> RECORD EXTRACTS:

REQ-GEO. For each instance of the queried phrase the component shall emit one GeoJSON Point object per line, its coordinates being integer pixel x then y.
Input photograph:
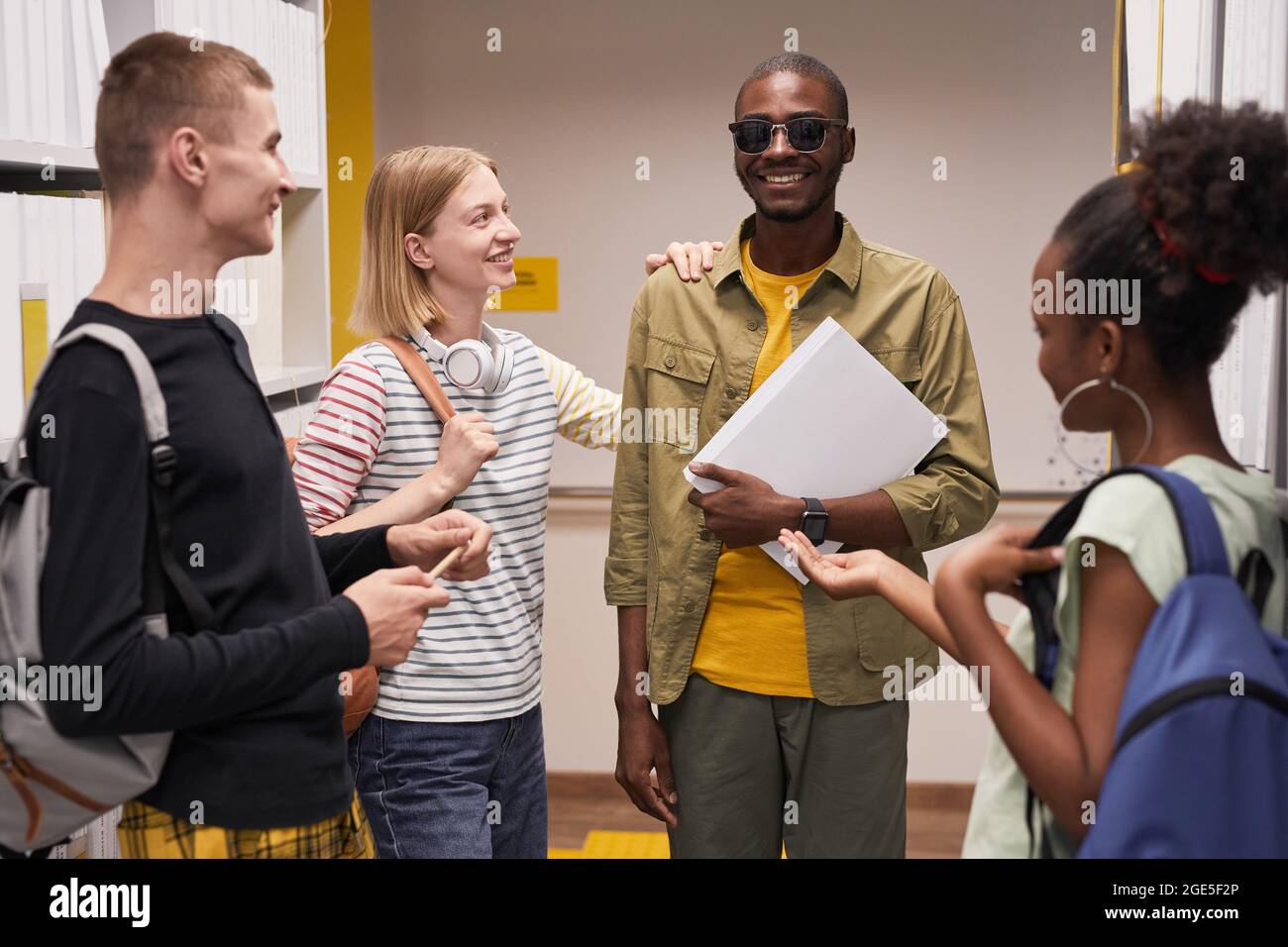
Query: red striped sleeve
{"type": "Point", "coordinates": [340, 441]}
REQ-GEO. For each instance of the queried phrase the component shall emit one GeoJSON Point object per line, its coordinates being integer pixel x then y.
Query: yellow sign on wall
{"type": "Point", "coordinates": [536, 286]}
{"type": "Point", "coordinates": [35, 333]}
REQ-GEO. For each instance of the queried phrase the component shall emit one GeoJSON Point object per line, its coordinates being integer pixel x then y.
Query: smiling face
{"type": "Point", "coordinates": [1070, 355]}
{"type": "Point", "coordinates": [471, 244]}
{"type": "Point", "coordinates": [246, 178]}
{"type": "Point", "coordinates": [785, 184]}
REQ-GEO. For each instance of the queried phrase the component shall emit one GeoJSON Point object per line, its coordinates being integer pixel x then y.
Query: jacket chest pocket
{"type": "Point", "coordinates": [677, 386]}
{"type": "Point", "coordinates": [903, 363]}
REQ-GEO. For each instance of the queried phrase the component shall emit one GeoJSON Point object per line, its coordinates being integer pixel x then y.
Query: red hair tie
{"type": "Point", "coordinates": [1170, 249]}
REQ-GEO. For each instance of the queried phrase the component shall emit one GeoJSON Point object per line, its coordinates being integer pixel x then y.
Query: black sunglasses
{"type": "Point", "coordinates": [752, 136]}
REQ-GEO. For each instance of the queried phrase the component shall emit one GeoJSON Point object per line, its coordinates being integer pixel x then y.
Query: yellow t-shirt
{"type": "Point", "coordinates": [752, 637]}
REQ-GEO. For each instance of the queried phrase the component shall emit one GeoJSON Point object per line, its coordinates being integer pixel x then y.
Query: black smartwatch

> WHAT YOU WILL DO: Any picture in the material is to be dropped; the rest is repeated exactly.

> WRITTEN SOLUTION:
REQ-GEO. For each instance of the queried phrase the component shall emit one GeoJSON Point object per line, its coordinates being integer pixel x then y.
Input photograph:
Query: red striped sleeve
{"type": "Point", "coordinates": [340, 441]}
REQ-GEO. For each instance of the queried phrase the component shall emit one GeoJSON Point object per line, its coordinates being integer pixel x then y.
Query: yellow sign on wall
{"type": "Point", "coordinates": [536, 286]}
{"type": "Point", "coordinates": [35, 333]}
REQ-GEO. For each instance of the queried phrase the component shall emit one GeoJSON Point object per line, its coordinates being integer pixel x then y.
Query: smiling face
{"type": "Point", "coordinates": [1070, 355]}
{"type": "Point", "coordinates": [471, 244]}
{"type": "Point", "coordinates": [246, 178]}
{"type": "Point", "coordinates": [785, 184]}
REQ-GEO. For each instance of the queried phrase the component shall emit one GeoJSON Point object per line, its coordinates being integer pixel x then y.
Query: jacket chest pocket
{"type": "Point", "coordinates": [677, 386]}
{"type": "Point", "coordinates": [903, 363]}
REQ-GEO. For each instance of the queried phrase the component shall emit one GeoJSON Point object per line, its coordinates being integer pixel x then y.
Query: red hair tie
{"type": "Point", "coordinates": [1170, 249]}
REQ-GEO. For each instance of the queried phrase the component shall emit one GeoJSON Point object per line, its coordinates being integer pixel x then y.
Query: black sunglasses
{"type": "Point", "coordinates": [752, 136]}
REQ-GEO. For each instance of the queried phrase the component shall emit one GeoJSON Point object per line, its coordinates being integer pixel x then y.
Query: yellow t-shirt
{"type": "Point", "coordinates": [752, 637]}
REQ-GEO. For each instance of the queried phrase the component shall emit one GeoJSON Point object per line, its coordinates being integer pixel x then y.
Query: black smartwatch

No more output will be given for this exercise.